- _Aim_:
Pick out every line in the items below that contains the word "target", matching case exactly, and copy each of those lines in full.

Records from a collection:
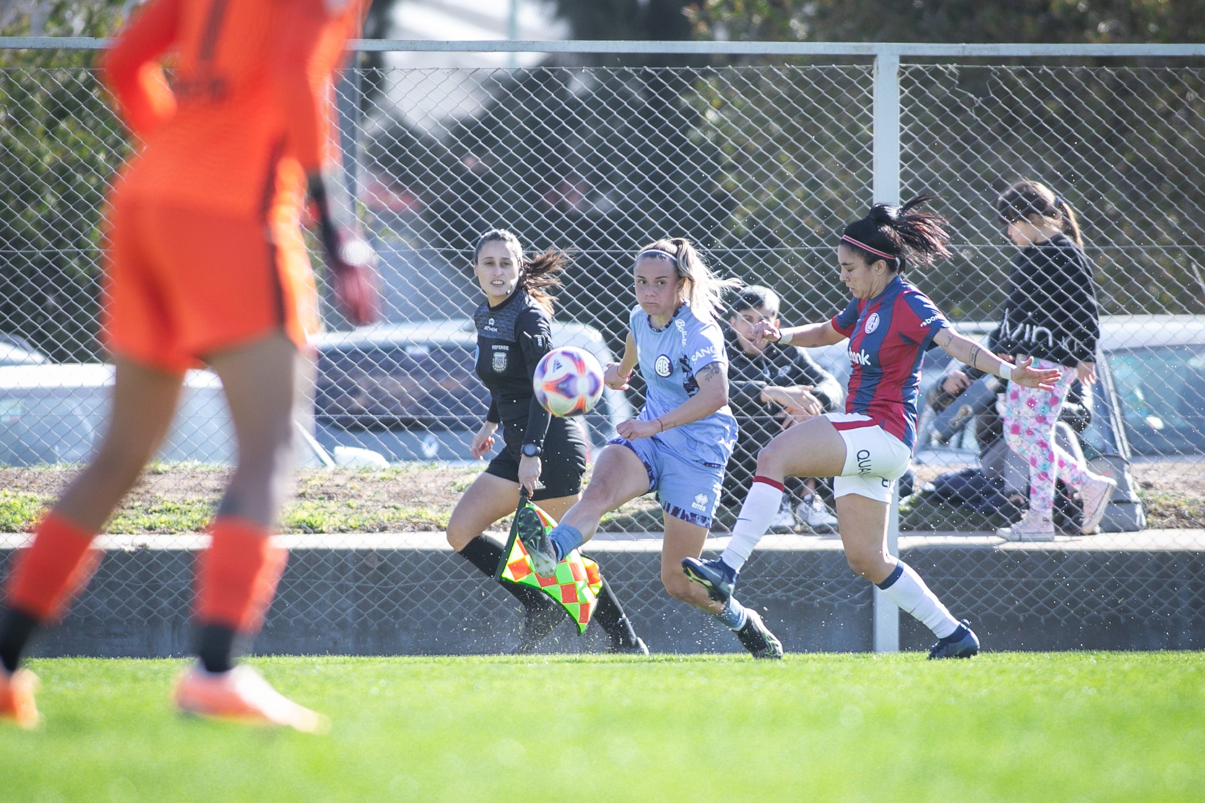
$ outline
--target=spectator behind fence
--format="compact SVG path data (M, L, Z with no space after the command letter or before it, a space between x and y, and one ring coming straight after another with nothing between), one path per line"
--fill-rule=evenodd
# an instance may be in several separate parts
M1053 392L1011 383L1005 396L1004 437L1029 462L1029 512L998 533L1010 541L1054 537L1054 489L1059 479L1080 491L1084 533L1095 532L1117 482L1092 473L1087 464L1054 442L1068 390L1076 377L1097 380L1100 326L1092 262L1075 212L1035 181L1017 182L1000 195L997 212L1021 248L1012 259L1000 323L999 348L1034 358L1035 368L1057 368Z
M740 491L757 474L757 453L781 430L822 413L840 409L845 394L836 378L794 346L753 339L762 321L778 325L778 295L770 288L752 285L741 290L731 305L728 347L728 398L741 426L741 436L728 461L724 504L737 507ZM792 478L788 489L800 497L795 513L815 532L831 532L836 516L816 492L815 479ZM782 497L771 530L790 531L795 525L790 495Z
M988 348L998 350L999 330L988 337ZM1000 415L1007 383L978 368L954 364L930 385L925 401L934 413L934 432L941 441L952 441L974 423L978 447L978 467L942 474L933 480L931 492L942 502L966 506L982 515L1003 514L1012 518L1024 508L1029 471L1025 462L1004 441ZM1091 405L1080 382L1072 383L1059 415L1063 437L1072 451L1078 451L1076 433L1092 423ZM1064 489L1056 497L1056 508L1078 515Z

...

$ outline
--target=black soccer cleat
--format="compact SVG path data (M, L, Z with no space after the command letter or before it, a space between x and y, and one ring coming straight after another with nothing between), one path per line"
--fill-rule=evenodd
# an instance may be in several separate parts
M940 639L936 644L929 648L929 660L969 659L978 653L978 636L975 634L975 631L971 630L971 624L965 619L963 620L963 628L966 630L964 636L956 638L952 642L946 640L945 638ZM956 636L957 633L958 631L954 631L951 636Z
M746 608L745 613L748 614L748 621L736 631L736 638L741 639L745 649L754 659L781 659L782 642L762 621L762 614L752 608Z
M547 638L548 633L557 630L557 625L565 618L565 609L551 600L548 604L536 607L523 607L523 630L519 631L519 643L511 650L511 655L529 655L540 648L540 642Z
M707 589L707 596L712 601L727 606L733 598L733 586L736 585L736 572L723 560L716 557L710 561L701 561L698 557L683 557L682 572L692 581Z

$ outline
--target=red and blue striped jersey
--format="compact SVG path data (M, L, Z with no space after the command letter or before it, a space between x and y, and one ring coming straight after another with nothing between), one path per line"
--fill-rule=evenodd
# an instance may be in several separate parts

- _Answer to the exercise_:
--target=spectator behind fence
--target=black soccer cleat
--target=red and blue striped jersey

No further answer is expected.